# Yang Ditanyakan
1) Jawab pertanyaan berikut dari artikel tentang strategi ekonomi Trump:
(a) Kapan debat perdana Hillary Clinton dan Donald Trump digelar?
(b) Dari organisasi apa Trump akan menarik keluar Amerika Serikat jika perlu?
(c) Berapa besar defisit perdagangan AS yang menurut Trump dapat ia tutup, dan dalam waktu berapa lama?
2) Ubah baris data yang dimulai dari baris yang memuat "Would you mind marking the cow" sampai baris terakhir data menjadi tabel Markdown dengan kolom Nomor dan Isi Baris. Kedua ujungnya ikut dimasukkan, tetapi baris kosong dan gambar tidak dimasukkan ke dalam tabel.

# Kutipan
* * *

Sukses

Dokumen 30 Lembar Ungkap Strategi Ekonomi ala Donald Trump

Debat perdana Hillary Clinton dan Donald Trump digelar pada Senin 26 September 2016 waktu New York.

Liputan6.com, New York - Donald Trump akan menarik keluar Amerika Serikat dari Organisasi Perdagangan Dunia atau World Trade Organisation (WTO), jika perlu, untuk membantu perusahaan-perusahaan Amerika menjual lebih banyak produk mereka di luar negeri.

Ia juga berpikir bahwa ia akan dapat menutup defisit perdagangan AS sebesar US$ 500 miliar dolar Amerika dalam waktu dua tahun dengan menegosiasikan perjanjian dagang. Dan ia menganggap pendekatan baru dalam bidang perdagangan ini sebagai tambahan penting bagi sekumpulan kebijakan tradisional Partai Republik, seperti potongan pajak, pengeboran dan deregulasi energi, yang akan memacu ekonomi, demikian menurut analisis terbaru dari tim kampanye Trump yang menjabarkan strategi ekonomi kandidat Grand Old Party tersebut secara mendetail, yang dilansir Washington Post sebagaimana dikutip oleh Liputan6.com, Selasa (27/9/2016).

Rencana tersebut secara ideologi sangat acak-acakan, untuk skala seorang calon presiden, karena merupakan gabungan potongan ide konservatif yang memenangkan pemasok dengan ide-ide populis yang liberal. Rancangan ekonomi Trump ini berjanji akan membebaskan perusahaan-perusahaan Amerika agar dapat berkompetisi dengan lebih unggul di pentas dunia dan memaksa rekanan dagang utama Amerika untuk bertekuk lutut.

Mungkin, secara paradoksal, rencana itu juga mengklaim bahwa para para rekan dagang tersebut akan menjadi lebih baik jika membungkuk di hadapan Trump.

* * *

# Baris Data
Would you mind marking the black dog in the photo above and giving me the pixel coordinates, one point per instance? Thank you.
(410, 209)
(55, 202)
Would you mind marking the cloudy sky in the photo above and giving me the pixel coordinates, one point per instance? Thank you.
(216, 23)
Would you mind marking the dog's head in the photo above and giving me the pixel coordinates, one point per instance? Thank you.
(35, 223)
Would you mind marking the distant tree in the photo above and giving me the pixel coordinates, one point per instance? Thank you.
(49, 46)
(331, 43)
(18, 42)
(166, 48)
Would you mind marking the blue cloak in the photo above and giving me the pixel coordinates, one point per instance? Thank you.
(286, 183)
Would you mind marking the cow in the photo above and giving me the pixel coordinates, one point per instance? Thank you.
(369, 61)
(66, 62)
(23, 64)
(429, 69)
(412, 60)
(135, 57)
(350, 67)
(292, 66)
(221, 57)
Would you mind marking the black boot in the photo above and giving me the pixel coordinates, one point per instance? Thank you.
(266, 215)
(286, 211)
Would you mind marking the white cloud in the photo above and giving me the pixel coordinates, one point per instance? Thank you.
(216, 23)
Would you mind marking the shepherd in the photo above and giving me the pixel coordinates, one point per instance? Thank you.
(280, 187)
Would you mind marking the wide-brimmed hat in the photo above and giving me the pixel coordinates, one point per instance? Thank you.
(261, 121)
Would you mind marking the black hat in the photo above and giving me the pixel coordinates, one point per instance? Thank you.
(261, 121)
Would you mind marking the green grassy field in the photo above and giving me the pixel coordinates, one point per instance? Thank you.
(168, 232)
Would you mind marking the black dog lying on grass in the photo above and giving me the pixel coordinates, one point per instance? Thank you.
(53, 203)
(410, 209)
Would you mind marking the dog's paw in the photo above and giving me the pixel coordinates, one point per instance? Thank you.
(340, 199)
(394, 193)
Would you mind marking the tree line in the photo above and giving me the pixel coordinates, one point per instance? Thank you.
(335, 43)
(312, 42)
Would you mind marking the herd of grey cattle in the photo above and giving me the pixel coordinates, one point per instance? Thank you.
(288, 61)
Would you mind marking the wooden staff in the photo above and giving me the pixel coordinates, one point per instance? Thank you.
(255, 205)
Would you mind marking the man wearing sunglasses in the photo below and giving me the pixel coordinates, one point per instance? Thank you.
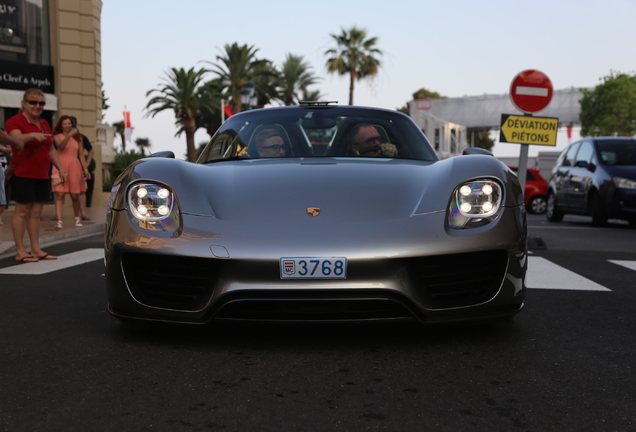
(269, 143)
(366, 141)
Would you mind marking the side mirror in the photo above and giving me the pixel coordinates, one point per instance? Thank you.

* * *

# Jawaban Berurutan
1)
(a) Senin, 26 September 2016, waktu New York.
(b) Organisasi Perdagangan Dunia (World Trade Organisation atau WTO).
(c) US$ 500 miliar, dalam waktu dua tahun.

2)
| Nomor | Isi Baris |
|---|---|
| 1 | Would you mind marking the cow in the photo above and giving me the pixel coordinates, one point per instance? Thank you. |
| 2 | (369, 61) |
| 3 | (66, 62) |
| 4 | (23, 64) |
| 5 | (429, 69) |
| 6 | (412, 60) |
| 7 | (135, 57) |
| 8 | (350, 67) |
| 9 | (292, 66) |
| 10 | (221, 57) |
| 11 | Would you mind marking the black boot in the photo above and giving me the pixel coordinates, one point per instance? Thank you. |
| 12 | (266, 215) |
| 13 | (286, 211) |
| 14 | Would you mind marking the white cloud in the photo above and giving me the pixel coordinates, one point per instance? Thank you. |
| 15 | (216, 23) |
| 16 | Would you mind marking the shepherd in the photo above and giving me the pixel coordinates, one point per instance? Thank you. |
| 17 | (280, 187) |
| 18 | Would you mind marking the wide-brimmed hat in the photo above and giving me the pixel coordinates, one point per instance? Thank you. |
| 19 | (261, 121) |
| 20 | Would you mind marking the black hat in the photo above and giving me the pixel coordinates, one point per instance? Thank you. |
| 21 | (261, 121) |
| 22 | Would you mind marking the green grassy field in the photo above and giving me the pixel coordinates, one point per instance? Thank you. |
| 23 | (168, 232) |
| 24 | Would you mind marking the black dog lying on grass in the photo above and giving me the pixel coordinates, one point per instance? Thank you. |
| 25 | (53, 203) |
| 26 | (410, 209) |
| 27 | Would you mind marking the dog's paw in the photo above and giving me the pixel coordinates, one point per instance? Thank you. |
| 28 | (340, 199) |
| 29 | (394, 193) |
| 30 | Would you mind marking the tree line in the photo above and giving me the pixel coordinates, one point per instance? Thank you. |
| 31 | (335, 43) |
| 32 | (312, 42) |
| 33 | Would you mind marking the herd of grey cattle in the photo above and giving me the pixel coordinates, one point per instance? Thank you. |
| 34 | (288, 61) |
| 35 | Would you mind marking the wooden staff in the photo above and giving me the pixel coordinates, one point per instance? Thank you. |
| 36 | (255, 205) |
| 37 | Would you mind marking the man wearing sunglasses in the photo below and giving me the pixel coordinates, one point per instance? Thank you. |
| 38 | (269, 143) |
| 39 | (366, 141) |
| 40 | Would you mind marking the side mirror in the photo above and giving me the pixel coordinates, one point per instance? Thank you. |